=== EXERCISE REQUIREMENTS ===
The lines from the start of the data through the line with "# test: pointer drops one pin on the paved" are to be returned verbatim; all later lines are to be omitted.

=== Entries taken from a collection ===
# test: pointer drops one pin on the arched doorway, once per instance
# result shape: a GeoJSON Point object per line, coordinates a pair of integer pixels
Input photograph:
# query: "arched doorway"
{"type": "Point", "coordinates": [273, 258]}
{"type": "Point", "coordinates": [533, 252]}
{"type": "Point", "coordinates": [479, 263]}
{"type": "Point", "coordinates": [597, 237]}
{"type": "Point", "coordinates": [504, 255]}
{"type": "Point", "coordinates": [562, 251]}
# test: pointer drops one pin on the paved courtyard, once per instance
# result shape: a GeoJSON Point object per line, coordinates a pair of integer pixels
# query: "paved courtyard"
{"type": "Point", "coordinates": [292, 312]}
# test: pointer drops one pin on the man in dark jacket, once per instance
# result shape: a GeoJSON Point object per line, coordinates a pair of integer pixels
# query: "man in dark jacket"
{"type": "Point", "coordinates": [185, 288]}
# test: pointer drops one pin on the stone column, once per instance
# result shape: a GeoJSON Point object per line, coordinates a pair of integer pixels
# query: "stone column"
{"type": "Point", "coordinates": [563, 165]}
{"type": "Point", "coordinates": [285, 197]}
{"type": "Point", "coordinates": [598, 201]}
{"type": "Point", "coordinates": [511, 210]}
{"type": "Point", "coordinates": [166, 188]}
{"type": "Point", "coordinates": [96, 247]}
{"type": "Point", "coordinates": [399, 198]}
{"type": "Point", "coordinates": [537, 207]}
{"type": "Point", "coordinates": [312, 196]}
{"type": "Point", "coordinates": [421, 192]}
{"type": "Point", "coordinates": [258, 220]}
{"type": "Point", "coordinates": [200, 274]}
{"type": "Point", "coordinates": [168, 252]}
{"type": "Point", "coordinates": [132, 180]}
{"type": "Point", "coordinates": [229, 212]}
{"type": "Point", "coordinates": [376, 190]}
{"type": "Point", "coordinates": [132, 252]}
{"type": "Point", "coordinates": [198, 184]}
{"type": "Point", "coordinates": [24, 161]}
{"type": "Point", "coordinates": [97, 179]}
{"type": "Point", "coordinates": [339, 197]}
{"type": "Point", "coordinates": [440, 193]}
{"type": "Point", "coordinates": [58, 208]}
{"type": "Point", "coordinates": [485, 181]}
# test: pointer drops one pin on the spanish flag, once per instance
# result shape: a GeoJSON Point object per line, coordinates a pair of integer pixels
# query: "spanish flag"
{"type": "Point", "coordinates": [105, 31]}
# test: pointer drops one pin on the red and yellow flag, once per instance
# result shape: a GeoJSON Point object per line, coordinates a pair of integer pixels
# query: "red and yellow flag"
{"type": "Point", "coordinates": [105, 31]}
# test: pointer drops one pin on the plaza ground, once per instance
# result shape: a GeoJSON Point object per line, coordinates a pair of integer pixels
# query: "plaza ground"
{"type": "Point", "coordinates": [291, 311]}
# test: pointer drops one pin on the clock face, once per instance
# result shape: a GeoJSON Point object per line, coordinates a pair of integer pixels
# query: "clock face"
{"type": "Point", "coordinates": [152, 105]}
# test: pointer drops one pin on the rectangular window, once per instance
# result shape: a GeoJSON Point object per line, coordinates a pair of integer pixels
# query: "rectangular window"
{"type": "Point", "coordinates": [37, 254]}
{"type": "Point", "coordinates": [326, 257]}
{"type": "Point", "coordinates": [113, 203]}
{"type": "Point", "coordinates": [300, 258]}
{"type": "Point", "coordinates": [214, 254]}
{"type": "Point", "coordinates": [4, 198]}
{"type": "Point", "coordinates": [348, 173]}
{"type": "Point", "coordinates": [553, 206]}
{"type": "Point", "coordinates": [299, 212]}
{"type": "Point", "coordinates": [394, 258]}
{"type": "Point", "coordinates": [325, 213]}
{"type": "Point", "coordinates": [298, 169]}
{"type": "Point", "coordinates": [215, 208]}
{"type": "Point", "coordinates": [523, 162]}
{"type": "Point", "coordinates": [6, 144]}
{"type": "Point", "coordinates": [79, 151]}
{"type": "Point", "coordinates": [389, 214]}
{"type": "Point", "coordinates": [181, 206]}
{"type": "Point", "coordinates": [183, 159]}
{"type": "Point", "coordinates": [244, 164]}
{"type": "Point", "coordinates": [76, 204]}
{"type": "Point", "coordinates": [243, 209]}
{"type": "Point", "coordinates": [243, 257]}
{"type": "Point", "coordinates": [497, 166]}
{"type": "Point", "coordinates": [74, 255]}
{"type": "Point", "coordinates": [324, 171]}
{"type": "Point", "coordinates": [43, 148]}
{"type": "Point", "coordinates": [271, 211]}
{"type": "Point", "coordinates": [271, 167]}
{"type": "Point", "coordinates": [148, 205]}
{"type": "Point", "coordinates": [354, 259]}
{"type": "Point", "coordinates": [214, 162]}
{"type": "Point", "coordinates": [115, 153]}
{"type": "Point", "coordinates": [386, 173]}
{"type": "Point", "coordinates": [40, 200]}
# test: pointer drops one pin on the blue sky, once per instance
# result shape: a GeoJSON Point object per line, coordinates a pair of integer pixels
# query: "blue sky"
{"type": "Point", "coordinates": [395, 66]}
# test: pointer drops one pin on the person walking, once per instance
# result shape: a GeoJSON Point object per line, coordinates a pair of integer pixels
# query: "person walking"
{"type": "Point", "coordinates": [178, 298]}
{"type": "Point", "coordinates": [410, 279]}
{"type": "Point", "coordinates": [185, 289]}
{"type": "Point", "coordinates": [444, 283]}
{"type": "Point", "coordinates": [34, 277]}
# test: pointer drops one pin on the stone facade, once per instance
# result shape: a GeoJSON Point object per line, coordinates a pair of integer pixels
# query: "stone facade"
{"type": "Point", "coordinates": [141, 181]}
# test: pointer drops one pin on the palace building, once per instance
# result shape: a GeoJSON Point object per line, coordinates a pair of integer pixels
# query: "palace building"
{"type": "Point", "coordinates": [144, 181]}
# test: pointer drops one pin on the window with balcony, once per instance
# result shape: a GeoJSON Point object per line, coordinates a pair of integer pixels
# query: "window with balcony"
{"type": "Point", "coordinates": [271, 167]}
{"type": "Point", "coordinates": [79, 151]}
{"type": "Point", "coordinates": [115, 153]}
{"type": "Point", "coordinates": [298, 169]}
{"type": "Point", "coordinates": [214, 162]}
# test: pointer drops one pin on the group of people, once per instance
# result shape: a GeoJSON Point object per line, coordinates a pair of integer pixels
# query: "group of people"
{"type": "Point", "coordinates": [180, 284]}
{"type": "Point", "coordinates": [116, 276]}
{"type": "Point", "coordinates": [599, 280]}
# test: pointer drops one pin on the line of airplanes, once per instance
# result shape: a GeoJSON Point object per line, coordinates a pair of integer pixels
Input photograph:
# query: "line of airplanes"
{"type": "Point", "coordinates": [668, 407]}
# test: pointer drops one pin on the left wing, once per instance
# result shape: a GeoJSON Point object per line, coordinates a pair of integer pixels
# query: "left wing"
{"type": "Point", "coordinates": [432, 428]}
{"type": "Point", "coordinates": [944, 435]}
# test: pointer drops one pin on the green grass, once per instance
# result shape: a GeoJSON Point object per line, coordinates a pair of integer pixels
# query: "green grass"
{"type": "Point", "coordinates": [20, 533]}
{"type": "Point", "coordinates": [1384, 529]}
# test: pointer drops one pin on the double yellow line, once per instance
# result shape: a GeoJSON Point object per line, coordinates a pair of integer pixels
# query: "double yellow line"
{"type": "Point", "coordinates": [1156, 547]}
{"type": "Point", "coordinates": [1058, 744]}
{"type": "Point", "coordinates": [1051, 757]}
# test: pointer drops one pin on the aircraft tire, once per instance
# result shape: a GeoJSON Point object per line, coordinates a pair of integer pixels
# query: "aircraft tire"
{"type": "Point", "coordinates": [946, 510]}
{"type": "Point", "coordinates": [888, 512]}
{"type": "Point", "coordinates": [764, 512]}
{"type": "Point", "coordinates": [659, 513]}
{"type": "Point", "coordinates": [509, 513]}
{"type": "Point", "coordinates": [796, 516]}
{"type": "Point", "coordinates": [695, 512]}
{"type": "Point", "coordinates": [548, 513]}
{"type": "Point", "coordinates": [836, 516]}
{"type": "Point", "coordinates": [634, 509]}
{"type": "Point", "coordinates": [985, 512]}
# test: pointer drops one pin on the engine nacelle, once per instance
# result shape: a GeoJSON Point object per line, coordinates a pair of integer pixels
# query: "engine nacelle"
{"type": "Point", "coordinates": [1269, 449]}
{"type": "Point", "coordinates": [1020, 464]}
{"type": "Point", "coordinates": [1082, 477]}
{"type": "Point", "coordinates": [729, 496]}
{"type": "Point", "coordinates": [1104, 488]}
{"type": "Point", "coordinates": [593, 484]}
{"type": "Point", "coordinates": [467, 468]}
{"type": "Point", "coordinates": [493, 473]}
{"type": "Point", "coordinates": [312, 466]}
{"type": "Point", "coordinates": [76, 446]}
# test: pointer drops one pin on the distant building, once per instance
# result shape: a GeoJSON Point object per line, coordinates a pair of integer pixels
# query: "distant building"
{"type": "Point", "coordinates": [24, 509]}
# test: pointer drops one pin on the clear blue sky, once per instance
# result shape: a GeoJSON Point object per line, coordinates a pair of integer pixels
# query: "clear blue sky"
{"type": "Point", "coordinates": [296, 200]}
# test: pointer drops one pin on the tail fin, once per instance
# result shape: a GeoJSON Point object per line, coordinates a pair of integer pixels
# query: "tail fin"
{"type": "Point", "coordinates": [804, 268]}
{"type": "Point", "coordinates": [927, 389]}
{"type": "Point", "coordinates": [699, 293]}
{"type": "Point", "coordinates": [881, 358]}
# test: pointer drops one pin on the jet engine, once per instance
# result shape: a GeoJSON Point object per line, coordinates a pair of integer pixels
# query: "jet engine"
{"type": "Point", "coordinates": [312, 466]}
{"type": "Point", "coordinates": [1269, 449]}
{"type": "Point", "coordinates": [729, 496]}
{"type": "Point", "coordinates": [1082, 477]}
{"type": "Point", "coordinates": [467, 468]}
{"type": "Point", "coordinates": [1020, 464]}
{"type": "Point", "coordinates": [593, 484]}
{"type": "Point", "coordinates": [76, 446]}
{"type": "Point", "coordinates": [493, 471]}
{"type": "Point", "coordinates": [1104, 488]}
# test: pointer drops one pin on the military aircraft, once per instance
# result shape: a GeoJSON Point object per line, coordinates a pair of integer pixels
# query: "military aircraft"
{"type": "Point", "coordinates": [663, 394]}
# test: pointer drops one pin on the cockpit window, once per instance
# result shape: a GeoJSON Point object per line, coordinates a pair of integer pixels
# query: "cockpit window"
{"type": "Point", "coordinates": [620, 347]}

=== EXERCISE RESPONSE ===
# test: pointer drops one pin on the arched doorway, once per instance
# result shape: a GeoJSON Point object per line, coordinates a pair of integer pixels
Input photograph:
# query: "arched doorway"
{"type": "Point", "coordinates": [273, 258]}
{"type": "Point", "coordinates": [533, 252]}
{"type": "Point", "coordinates": [479, 263]}
{"type": "Point", "coordinates": [597, 237]}
{"type": "Point", "coordinates": [504, 255]}
{"type": "Point", "coordinates": [562, 251]}
# test: pointer drops one pin on the paved courtyard, once per instance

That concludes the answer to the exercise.